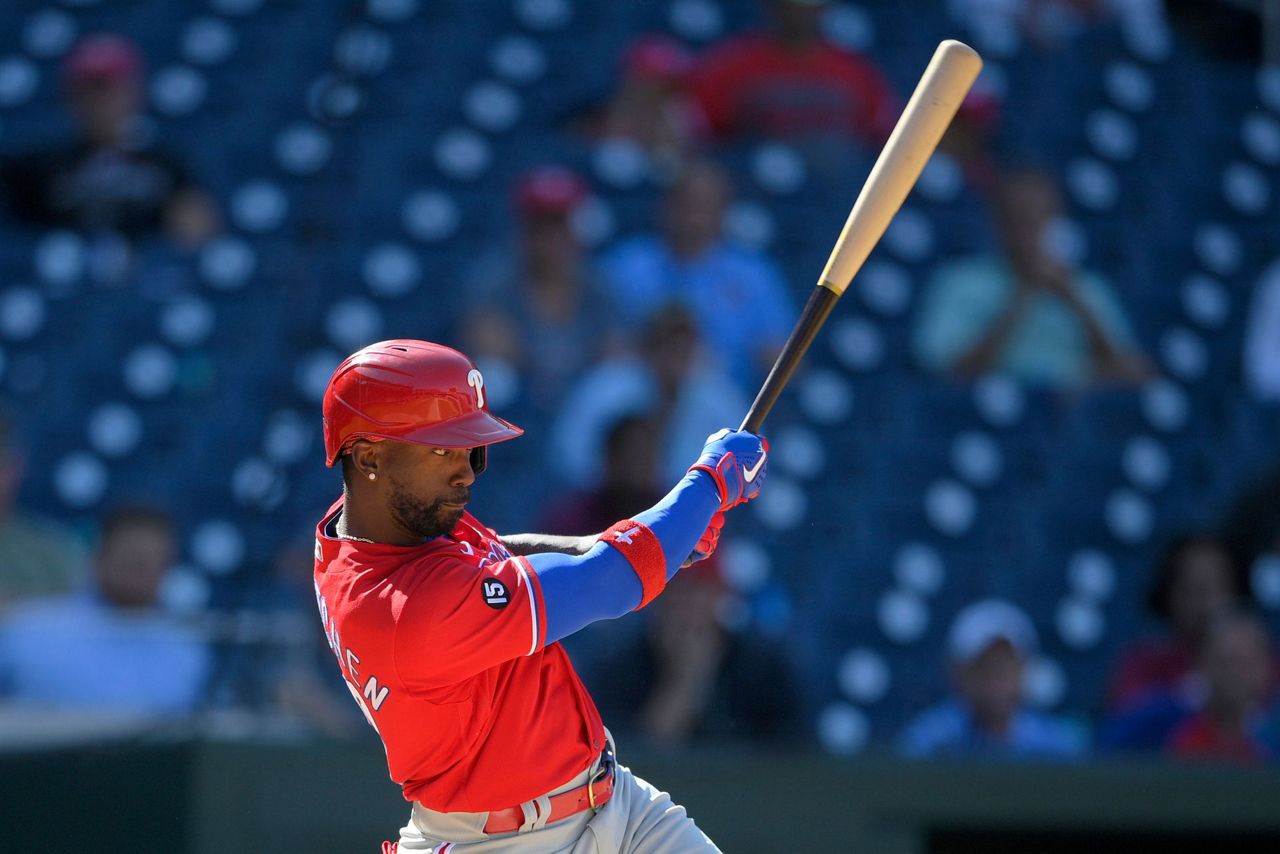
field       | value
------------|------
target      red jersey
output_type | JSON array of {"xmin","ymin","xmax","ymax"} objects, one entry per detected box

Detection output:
[
  {"xmin": 692, "ymin": 36, "xmax": 896, "ymax": 142},
  {"xmin": 315, "ymin": 499, "xmax": 604, "ymax": 812},
  {"xmin": 1169, "ymin": 712, "xmax": 1268, "ymax": 764}
]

# # #

→ What is asked
Copy out all the entries above, swapping "red jersey" for "blue jersey" everywhere and leaving the rest untouched. Leave the pictures out.

→ Exercise response
field       | value
------------|------
target      blue jersey
output_type | JSON array of {"xmin","ymin","xmax","ymax"} objects, one entry per detected box

Detection output:
[
  {"xmin": 692, "ymin": 36, "xmax": 896, "ymax": 142},
  {"xmin": 315, "ymin": 499, "xmax": 604, "ymax": 812},
  {"xmin": 1169, "ymin": 712, "xmax": 1268, "ymax": 764}
]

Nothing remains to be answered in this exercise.